* BEGIN SOURCE *
There are various departments in the Reserve Bank that perform these regulatory and supervisory functions. The Department of Banking Operations and Development (DBOD) frames regulations for commercial banks. The Department of Banking Supervision (DBS) undertakes supervision of commercial banks, including the local area banks and all-India financial institutions. The Department of Non-Banking Supervision (DNBS) regulates and supervises the Non-Banking Financial Companies (NBFCs) while the Urban Banks Department (UBD) regulates and supervises the Urban Cooperative Banks (UCBs). Rural Planning and Credit Department (RPCD) regulates the Regional Rural Banks (RRBs) and the Rural Cooperative Banks, whereas their supervision has been entrusted to NABARD.
Traditionally, the Reserve Bank’s regulatory and supervisory policy initiatives are aimed at protection of the depositors’ interests, orderly development and conduct of banking operations, and liquidity and solvency of banks. With the onset of banking sector reforms during the 1990s, various prudential measures were intitated that have, in effect, strengthened the Indian banking system over a period of time. Improved financial soundness of banks has helped them to show stability and resilience in the face of the recent severe global financial crisis, which had seriously impacted several banks and financial institutions in advanced countries. However, there is still a need to strengthen the regulatory and supervisory architecture. The Reserve Bank represents India in various international fora, such as, the Basel Committee on Banking Supervision (BCBS) and the Financial Stability Board (FSB). Its presence on such bodies has enabled the Reserve Bank’s active participation in the process of evolving global standards for enhanced regulation and supervision of banks.
* END SOURCE *
* BEGIN DATA PROVIDED *
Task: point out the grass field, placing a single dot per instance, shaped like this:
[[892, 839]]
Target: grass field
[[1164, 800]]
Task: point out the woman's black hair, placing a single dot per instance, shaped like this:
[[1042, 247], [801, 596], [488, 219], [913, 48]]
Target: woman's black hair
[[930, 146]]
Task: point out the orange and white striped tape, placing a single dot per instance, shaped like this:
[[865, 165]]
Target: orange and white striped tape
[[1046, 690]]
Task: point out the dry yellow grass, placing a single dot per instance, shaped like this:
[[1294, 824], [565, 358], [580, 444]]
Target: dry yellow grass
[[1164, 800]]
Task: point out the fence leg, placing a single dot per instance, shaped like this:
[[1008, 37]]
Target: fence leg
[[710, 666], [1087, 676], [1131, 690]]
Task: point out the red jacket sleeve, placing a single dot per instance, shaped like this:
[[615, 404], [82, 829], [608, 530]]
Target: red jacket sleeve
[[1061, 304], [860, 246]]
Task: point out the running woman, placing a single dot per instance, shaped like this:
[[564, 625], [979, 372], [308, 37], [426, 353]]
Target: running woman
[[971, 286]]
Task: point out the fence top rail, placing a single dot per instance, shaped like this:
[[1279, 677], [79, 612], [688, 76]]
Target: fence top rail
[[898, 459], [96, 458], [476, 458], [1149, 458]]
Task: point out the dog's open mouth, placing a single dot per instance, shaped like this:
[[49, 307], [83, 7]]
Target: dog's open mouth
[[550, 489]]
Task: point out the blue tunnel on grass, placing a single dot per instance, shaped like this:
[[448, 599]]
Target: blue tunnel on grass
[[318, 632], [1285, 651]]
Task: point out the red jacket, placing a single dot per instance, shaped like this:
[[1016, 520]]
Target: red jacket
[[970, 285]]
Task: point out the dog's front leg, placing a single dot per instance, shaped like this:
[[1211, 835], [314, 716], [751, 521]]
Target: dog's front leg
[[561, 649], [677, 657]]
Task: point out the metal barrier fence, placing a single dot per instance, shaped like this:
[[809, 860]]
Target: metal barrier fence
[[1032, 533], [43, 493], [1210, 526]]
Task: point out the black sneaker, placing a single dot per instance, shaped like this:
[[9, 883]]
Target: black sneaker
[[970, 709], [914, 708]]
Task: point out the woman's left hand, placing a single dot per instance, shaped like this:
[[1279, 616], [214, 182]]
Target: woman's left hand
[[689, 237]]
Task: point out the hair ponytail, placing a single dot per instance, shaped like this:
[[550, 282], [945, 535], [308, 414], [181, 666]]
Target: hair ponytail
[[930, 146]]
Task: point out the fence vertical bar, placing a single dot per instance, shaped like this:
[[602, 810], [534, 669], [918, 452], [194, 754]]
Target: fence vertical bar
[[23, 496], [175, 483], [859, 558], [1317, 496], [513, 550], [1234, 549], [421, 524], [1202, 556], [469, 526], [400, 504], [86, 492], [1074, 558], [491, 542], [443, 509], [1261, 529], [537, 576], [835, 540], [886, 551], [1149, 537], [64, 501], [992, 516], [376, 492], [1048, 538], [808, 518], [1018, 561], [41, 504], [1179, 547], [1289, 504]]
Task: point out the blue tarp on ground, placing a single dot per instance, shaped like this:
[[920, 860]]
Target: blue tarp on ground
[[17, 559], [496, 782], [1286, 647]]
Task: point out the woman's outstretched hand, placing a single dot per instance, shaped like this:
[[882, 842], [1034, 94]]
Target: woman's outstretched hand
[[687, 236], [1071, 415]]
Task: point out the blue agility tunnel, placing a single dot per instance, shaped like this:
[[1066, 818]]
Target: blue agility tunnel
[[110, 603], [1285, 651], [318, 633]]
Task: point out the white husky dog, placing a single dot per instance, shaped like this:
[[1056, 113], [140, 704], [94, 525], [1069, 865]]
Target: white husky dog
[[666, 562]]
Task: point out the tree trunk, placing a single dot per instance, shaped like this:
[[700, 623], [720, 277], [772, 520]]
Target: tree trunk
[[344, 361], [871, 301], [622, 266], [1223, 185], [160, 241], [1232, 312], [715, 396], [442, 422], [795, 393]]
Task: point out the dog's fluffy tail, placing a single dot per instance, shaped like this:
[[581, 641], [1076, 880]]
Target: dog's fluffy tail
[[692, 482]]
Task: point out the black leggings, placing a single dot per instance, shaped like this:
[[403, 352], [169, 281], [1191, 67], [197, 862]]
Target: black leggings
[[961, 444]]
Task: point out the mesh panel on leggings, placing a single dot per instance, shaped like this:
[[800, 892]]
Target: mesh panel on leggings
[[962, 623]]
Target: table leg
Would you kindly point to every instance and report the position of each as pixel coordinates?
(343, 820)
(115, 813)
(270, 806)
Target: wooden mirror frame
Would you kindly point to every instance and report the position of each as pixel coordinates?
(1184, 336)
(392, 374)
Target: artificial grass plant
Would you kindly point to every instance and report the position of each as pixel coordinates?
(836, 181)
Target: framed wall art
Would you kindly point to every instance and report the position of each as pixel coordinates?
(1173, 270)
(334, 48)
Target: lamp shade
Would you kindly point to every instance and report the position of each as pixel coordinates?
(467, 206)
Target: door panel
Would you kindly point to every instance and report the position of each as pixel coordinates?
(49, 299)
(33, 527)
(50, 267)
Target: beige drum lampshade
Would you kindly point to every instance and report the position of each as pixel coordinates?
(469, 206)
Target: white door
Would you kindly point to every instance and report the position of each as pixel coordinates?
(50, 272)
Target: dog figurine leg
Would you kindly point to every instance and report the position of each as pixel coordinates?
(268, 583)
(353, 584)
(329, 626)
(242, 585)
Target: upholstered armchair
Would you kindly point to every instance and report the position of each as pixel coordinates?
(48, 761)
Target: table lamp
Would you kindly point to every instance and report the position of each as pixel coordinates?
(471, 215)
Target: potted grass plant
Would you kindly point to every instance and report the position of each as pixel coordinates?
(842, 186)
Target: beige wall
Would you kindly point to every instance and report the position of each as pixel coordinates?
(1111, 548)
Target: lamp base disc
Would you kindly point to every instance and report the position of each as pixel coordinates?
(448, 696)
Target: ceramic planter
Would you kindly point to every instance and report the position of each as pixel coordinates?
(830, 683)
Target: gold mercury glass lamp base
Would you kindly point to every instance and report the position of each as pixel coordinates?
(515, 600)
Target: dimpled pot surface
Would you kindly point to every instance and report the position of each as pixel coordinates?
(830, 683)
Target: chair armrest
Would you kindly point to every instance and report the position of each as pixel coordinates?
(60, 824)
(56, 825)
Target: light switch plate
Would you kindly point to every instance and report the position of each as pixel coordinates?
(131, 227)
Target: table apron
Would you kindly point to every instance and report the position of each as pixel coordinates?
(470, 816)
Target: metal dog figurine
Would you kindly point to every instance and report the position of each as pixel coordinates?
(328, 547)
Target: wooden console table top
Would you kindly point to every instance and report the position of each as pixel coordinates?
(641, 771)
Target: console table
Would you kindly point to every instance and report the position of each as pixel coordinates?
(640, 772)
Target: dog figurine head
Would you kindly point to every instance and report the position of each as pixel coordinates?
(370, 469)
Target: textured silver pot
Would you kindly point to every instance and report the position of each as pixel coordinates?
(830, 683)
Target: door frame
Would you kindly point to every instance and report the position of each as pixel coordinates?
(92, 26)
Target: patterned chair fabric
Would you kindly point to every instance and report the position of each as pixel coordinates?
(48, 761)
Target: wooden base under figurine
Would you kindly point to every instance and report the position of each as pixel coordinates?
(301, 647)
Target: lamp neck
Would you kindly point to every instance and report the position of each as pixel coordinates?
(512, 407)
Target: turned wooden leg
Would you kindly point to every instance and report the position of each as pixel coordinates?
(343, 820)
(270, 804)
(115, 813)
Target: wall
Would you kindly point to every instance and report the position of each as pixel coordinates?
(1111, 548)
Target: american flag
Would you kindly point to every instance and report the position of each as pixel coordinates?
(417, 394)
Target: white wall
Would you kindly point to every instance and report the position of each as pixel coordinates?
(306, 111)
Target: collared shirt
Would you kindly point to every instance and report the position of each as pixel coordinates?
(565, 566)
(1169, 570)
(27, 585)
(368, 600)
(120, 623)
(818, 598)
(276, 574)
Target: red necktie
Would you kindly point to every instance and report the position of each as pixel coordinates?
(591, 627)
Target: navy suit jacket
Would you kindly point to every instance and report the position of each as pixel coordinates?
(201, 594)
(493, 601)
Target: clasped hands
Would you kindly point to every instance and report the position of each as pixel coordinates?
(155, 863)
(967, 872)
* END DATA PROVIDED *
• TASK STATEMENT:
Name every department of the Reserve Bank that the Reserve Bank passage mentions. Work from the Reserve Bank passage alone, without drawing on the listing.

• EXERCISE RESULT:
- Department of Banking Operations and Development (DBOD)
- Department of Banking Supervision (DBS)
- Department of Non-Banking Supervision (DNBS)
- Urban Banks Department (UBD)
- Rural Planning and Credit Department (RPCD)